** ENTRIES PROVIDED follows **
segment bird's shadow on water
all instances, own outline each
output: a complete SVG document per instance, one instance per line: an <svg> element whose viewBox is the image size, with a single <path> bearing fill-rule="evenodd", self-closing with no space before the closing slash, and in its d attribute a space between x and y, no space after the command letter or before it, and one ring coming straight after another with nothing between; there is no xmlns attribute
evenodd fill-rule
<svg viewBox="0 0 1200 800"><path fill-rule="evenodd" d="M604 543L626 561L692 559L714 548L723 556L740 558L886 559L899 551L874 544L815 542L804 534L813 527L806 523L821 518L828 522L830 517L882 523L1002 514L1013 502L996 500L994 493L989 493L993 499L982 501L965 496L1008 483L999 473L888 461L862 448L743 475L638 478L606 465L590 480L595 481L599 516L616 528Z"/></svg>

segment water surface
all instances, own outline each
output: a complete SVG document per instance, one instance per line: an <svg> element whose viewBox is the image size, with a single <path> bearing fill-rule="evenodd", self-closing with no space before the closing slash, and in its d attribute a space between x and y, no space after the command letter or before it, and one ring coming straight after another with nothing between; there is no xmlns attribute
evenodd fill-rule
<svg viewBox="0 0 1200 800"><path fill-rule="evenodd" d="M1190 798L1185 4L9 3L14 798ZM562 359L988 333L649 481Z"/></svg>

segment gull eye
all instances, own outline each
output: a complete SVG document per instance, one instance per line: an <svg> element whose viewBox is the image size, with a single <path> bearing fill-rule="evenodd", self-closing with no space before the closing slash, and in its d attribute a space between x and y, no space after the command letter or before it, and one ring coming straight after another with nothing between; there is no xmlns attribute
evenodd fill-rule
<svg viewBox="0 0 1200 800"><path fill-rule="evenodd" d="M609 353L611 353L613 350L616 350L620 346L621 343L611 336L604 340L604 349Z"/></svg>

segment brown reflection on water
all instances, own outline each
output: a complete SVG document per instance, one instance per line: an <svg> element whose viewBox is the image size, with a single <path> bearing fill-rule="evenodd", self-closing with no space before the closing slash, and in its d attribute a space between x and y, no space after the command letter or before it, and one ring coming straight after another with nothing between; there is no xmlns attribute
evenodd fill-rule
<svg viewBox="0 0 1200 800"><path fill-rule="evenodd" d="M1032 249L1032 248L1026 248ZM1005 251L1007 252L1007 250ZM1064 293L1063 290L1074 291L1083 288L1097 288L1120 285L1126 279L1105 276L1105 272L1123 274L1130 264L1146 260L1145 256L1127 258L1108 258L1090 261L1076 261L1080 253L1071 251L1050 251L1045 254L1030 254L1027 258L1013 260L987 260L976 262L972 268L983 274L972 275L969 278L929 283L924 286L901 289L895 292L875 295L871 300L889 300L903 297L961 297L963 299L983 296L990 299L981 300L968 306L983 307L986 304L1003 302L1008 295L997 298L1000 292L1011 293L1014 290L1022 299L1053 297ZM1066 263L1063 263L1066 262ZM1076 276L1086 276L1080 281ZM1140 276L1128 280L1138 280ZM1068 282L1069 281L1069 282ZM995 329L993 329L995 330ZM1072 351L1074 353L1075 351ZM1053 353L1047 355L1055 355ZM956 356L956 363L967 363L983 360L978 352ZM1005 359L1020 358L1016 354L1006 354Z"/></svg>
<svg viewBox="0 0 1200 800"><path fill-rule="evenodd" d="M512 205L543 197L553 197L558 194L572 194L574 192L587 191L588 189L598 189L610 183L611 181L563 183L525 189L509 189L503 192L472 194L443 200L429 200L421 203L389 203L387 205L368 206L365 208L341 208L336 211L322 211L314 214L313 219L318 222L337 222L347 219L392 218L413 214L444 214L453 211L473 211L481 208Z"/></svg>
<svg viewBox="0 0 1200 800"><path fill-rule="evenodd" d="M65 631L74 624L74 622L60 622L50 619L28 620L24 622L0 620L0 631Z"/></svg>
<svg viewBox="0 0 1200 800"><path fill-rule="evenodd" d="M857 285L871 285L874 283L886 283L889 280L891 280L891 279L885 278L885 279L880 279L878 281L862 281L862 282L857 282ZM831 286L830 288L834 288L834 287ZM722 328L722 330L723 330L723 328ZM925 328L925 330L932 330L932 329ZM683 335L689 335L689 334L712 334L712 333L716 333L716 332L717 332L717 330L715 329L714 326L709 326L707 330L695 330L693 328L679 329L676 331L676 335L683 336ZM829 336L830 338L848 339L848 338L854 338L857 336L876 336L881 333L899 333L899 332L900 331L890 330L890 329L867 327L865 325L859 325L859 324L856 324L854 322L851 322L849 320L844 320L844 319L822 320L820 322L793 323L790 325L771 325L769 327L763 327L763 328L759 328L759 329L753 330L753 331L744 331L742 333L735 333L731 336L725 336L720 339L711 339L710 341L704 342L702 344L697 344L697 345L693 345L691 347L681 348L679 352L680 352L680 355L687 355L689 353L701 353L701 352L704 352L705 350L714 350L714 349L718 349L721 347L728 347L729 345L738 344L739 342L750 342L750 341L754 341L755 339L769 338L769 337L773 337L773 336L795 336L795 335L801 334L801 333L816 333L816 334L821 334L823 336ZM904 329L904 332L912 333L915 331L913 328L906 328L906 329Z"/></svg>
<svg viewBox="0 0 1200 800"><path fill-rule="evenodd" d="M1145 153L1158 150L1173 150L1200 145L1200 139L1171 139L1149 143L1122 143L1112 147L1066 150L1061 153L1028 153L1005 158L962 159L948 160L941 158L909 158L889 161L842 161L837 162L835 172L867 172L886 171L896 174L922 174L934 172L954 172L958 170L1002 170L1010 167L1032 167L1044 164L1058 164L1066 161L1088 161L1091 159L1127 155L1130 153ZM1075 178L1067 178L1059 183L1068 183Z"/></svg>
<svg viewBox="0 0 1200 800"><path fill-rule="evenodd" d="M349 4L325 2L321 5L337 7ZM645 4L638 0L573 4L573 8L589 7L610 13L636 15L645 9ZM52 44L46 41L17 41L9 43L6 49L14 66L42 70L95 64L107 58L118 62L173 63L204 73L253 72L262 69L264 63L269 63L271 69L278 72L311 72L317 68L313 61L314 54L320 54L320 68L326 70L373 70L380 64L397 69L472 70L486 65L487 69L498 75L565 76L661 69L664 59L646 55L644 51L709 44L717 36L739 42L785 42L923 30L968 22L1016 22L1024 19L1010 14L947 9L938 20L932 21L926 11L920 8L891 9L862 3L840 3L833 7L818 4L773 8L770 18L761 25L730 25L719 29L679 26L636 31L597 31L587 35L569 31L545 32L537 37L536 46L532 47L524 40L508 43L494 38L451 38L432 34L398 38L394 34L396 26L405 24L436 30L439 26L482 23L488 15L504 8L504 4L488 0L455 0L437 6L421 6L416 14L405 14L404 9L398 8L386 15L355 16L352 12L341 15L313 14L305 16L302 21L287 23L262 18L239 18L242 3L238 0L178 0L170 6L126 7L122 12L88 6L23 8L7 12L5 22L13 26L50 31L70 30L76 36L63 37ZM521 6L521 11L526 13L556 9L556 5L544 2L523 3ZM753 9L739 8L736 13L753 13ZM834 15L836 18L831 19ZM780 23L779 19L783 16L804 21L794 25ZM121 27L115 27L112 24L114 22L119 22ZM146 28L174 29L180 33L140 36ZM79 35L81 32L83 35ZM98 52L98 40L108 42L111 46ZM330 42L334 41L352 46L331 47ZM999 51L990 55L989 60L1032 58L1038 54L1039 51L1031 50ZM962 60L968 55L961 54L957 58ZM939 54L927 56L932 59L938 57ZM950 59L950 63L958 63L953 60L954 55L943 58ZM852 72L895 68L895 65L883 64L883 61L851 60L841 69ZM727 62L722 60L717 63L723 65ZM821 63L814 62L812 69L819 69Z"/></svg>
** End of ENTRIES PROVIDED **
### PROBLEM TO WORK ON:
For the string "segment", show each line of the entries above where it occurs.

### WRITTEN RESPONSE:
segment bird's shadow on water
segment water surface
segment gull eye
segment brown reflection on water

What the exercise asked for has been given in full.